Extract every line of the data below that contains the word "person".

|---|

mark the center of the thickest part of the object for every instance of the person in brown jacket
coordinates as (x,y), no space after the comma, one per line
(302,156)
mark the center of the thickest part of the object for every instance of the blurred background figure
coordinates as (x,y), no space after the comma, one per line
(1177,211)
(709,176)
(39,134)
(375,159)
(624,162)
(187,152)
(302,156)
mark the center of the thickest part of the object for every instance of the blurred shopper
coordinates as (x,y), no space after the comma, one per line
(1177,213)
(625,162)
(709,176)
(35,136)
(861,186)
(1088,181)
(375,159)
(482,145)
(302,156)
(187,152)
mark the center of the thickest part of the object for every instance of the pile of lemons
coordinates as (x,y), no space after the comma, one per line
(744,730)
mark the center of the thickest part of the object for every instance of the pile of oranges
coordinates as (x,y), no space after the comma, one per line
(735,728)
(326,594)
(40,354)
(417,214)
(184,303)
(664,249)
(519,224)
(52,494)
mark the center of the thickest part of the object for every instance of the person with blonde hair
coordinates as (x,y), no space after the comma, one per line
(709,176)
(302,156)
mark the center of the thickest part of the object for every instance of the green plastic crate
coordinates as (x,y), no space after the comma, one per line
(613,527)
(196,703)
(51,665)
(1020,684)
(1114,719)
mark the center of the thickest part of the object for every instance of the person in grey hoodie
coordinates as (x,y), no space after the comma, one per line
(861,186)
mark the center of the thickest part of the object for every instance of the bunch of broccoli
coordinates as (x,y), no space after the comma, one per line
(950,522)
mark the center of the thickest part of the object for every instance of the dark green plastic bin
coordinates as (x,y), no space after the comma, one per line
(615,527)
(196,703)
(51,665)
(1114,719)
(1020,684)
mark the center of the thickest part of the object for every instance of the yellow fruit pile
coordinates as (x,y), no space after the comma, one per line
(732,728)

|---|

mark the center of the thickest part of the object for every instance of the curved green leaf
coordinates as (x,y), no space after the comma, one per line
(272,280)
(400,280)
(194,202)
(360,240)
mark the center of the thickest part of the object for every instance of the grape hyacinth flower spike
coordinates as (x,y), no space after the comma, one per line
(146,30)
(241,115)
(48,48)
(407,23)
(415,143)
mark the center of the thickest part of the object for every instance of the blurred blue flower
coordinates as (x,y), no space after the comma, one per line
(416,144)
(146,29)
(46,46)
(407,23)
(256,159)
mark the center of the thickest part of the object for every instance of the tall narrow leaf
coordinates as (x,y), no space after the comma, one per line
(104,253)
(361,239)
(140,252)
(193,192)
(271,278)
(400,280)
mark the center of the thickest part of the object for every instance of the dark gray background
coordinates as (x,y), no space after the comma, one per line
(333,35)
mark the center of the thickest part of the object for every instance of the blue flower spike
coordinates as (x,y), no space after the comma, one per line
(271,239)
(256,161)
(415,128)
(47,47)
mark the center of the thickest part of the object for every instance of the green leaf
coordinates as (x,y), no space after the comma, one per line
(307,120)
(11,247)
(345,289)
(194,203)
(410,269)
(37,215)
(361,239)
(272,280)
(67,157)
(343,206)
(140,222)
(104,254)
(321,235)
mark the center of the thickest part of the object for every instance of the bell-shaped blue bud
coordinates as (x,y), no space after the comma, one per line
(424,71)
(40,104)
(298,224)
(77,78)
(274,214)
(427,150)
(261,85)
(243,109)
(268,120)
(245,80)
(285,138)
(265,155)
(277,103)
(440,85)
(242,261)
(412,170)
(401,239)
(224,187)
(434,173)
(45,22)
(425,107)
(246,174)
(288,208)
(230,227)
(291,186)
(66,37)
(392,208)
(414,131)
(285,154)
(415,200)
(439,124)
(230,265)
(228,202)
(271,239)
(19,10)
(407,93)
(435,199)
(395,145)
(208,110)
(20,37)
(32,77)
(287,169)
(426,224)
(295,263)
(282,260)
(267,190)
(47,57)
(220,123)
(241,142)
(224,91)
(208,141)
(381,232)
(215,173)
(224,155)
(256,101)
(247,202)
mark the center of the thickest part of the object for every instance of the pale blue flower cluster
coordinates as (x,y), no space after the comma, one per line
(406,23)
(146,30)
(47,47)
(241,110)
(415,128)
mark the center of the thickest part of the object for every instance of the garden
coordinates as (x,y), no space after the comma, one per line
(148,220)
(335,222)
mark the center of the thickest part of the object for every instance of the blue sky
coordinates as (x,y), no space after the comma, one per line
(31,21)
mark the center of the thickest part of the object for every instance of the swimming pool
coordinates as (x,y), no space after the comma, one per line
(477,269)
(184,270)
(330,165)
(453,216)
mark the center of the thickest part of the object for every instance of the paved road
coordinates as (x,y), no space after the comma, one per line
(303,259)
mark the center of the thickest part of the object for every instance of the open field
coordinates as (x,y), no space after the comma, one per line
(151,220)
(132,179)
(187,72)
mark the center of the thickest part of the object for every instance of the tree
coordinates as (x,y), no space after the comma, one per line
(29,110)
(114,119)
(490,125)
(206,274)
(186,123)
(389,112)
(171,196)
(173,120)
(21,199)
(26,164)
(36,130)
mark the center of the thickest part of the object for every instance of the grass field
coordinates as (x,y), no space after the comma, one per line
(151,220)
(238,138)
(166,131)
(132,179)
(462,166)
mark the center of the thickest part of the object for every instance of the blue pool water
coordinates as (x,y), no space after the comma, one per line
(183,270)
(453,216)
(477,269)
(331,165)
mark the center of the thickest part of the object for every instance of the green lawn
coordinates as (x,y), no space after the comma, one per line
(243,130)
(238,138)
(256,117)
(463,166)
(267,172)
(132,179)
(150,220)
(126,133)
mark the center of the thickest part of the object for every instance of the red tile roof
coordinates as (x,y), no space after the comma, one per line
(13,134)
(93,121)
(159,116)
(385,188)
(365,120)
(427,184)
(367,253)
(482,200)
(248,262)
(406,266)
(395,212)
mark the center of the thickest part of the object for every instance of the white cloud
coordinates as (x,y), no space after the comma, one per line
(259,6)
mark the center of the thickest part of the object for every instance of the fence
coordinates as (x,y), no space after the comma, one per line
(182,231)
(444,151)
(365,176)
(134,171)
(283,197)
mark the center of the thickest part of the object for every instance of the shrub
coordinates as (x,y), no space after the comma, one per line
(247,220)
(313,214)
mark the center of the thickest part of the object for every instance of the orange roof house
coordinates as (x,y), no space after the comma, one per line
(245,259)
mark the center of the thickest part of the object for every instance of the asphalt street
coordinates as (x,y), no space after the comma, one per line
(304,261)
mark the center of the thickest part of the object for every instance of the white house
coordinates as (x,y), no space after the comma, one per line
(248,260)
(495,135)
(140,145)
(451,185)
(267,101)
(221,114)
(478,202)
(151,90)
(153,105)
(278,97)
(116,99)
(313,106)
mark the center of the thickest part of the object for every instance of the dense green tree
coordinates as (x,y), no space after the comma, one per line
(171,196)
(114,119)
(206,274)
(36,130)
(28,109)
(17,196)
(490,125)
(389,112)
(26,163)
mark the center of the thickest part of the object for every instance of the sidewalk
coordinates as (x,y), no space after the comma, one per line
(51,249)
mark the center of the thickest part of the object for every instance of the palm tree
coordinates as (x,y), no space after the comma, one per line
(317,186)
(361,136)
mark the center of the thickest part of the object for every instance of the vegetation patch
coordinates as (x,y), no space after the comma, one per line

|---|

### ANSWER FOR THE TASK:
mark the center of the thickest part of the object for every instance of the person in brown jacket
mark the center of the thickest part of the object for every instance of the person with blonde hair
mark the center of the thickest part of the object for every instance of the person in grey hoodie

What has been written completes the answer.